» **TASK DETAILS**:
Return every entry exactly as written.

» **DATA**:
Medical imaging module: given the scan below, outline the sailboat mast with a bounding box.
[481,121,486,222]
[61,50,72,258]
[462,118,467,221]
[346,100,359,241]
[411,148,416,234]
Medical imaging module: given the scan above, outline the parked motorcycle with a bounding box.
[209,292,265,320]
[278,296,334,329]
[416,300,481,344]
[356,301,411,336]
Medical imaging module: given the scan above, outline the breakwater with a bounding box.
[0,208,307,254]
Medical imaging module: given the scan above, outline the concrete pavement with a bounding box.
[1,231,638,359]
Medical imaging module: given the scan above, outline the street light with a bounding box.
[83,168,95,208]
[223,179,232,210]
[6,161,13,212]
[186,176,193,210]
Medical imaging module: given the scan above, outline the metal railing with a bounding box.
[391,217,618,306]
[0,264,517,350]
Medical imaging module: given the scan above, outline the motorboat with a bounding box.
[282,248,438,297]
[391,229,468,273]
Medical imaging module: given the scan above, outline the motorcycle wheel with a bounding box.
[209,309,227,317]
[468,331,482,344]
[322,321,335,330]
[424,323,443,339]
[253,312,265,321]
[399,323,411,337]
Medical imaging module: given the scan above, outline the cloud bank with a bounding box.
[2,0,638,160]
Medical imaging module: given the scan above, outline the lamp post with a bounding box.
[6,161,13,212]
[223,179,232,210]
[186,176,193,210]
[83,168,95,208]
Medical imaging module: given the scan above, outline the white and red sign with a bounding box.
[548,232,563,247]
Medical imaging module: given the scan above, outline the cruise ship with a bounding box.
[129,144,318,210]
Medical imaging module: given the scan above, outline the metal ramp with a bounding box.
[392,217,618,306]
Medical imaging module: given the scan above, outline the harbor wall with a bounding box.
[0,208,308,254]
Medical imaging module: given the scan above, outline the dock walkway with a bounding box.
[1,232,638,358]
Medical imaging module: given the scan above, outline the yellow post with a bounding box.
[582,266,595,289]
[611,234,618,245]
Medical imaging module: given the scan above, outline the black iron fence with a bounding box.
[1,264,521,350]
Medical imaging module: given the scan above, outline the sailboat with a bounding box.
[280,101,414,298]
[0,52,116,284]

» **RESULT FOR THIS TASK**:
Medical imaging module: given the scan below, outline the sailboat mast with a bounding box.
[481,121,486,222]
[61,50,72,258]
[462,118,467,221]
[346,100,359,241]
[411,148,416,234]
Medical imaging module: given the scan above, outline the parked motorcycle with a bounding box.
[209,292,265,320]
[278,296,334,329]
[416,300,481,344]
[356,301,411,336]
Medical imaging module: given the scan above, outline the breakwater with a bounding box.
[0,208,307,254]
Medical imaging module: given the scan above, outline the concrete pavement with a bounding box.
[1,231,638,359]
Medical imaging module: given the scan above, outline the street light with a bounding box.
[83,168,95,208]
[223,179,232,210]
[6,161,13,212]
[186,176,193,210]
Medical imaging module: given the scan above, outline the metal railing with a bounding box.
[391,217,618,306]
[0,264,517,350]
Medical imaging module: given the scan above, outline the motorboat with a bounding box.
[282,248,438,297]
[391,229,468,273]
Medical imaging module: given the scan above, outline the motorcycle wheel with a bounding box.
[209,309,227,317]
[468,331,482,344]
[322,321,335,330]
[424,323,443,339]
[253,312,265,321]
[399,323,411,337]
Medical imaging module: given the scan above, outline the cloud bank with a bounding box.
[2,0,638,160]
Medical imaging module: given the scan above, outline the lamp post with a bounding box.
[6,161,13,212]
[223,179,232,210]
[186,176,193,210]
[83,168,95,208]
Medical imaging module: given the scan above, outline the white and red sign with a bounding box.
[548,232,563,247]
Medical imaging module: given the scan above, outline the cruise ship with a bounding box.
[129,144,318,210]
Medical imaging module: given the scan above, outline the metal ramp with a bounding box.
[392,217,618,306]
Medical imaging module: given the scan above, outline the harbor wall with a bounding box.
[0,208,308,254]
Medical imaging module: given the scan above, outline the dock walkway with a bounding box.
[1,232,638,358]
Medical imaging module: given the scan above, outline the yellow post with a bounding box.
[582,266,595,289]
[611,234,618,245]
Medical imaging module: given the scan above, outline the black iron fence with a bounding box.
[1,264,521,350]
Medical imaging module: given the scan above, outline the sailboat with a bounding box.
[280,101,414,298]
[0,52,116,284]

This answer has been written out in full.